Extract:
Back to projects

December 2025

AI CAD in Fusion 360

A benchmark testing how well today's LLMs can turn a dimensioned drawing into a real parametric part — streaming Gemini's output through the Fusion 360 Python API and auto-grading the results.

LLMsAIFusion 360PythonCADBenchmarking

One of the areas where I've found LLMs lag significantly — at least at the start of 2026 — is their utility for direct control of engineering software. The goal of this project was to get an initial assessment of the current state of an LLM's ability to create parts in 3D parametric modeling software. Given the improving multimodality of the models, I decided to specifically benchmark dimensioned drawing → STEP file creation.

I selected Fusion 360 as the CAD environment of choice because it has a well-documented Python API — meaning LLMs likely have enough knowledge in their training data to be useful out of the box.

My initial testing with models from OpenAI, Google, and Anthropic showed that most are essentially unusable for this task. Gemini 2.5 Pro was genuinely the only one worth testing. Even so, none were able to take a 2D drawing of a 3D object and reproduce it with any amount of success. So I narrowed the scope: I benchmark Gemini on 2D drawings of 2D shapes and have it extrude each result to a constant thickness of 10 mm.

To complete this project I had to create several subcomponents:

  • Fusion 360 add-in — lets me stream Fusion 360 Python API calls directly into the app.
  • Benchmark script — runs the benchmark with the given drawing images and pipes the LLM outputs to Fusion.

Data below:
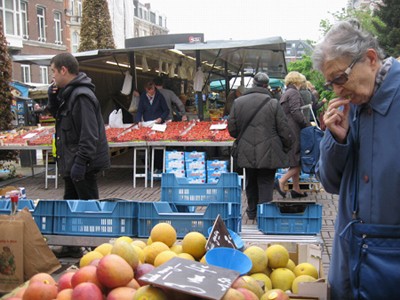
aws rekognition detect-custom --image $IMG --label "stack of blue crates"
[138,173,242,238]
[257,202,322,235]
[27,199,138,237]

Work order: Quote the AI CAD page word for word, starting at "Back to projects" and stopping after "auto-grading the results.". The listing plays no part here.

Finished exercise:
Back to projects

December 2025

AI CAD in Fusion 360

A benchmark testing how well today's LLMs can turn a dimensioned drawing into a real parametric part — streaming Gemini's output through the Fusion 360 Python API and auto-grading the results.